— TASK DIRECTIONS —
Output the material below verbatim, line for line, with the pictures left out.

— SUPPLIED MATERIAL —
►
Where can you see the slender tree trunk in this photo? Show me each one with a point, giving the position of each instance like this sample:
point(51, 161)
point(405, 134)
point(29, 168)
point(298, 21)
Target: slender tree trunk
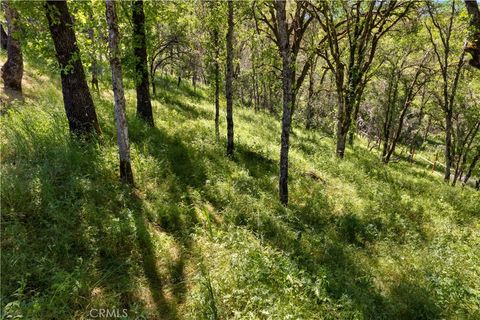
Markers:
point(126, 173)
point(94, 66)
point(229, 80)
point(12, 70)
point(217, 84)
point(82, 118)
point(475, 159)
point(311, 83)
point(3, 37)
point(448, 144)
point(144, 104)
point(473, 46)
point(342, 114)
point(396, 137)
point(287, 98)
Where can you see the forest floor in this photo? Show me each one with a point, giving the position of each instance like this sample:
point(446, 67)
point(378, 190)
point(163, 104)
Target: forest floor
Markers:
point(203, 236)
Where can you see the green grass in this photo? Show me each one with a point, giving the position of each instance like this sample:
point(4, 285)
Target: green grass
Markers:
point(203, 236)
◄
— WRITTEN REPLY —
Where can you see the slender tree trunk in this photo? Show me each one with a point, giving the position of each instance like this sample:
point(51, 161)
point(405, 134)
point(29, 168)
point(298, 21)
Target: slender tree trunk
Markers:
point(126, 173)
point(94, 66)
point(229, 80)
point(12, 70)
point(217, 84)
point(82, 118)
point(475, 159)
point(311, 83)
point(3, 37)
point(448, 144)
point(144, 104)
point(473, 46)
point(342, 114)
point(396, 137)
point(287, 98)
Where can you see the forest floor in this photo? Show me each one with a point, giving the position of each instance like this sample:
point(446, 67)
point(378, 190)
point(163, 104)
Target: forest floor
Markers:
point(203, 236)
Where can you see the green grass in this photo? Show me each one with a point, giving the position of each instance like this sample:
point(4, 285)
Target: green grass
Markers:
point(203, 236)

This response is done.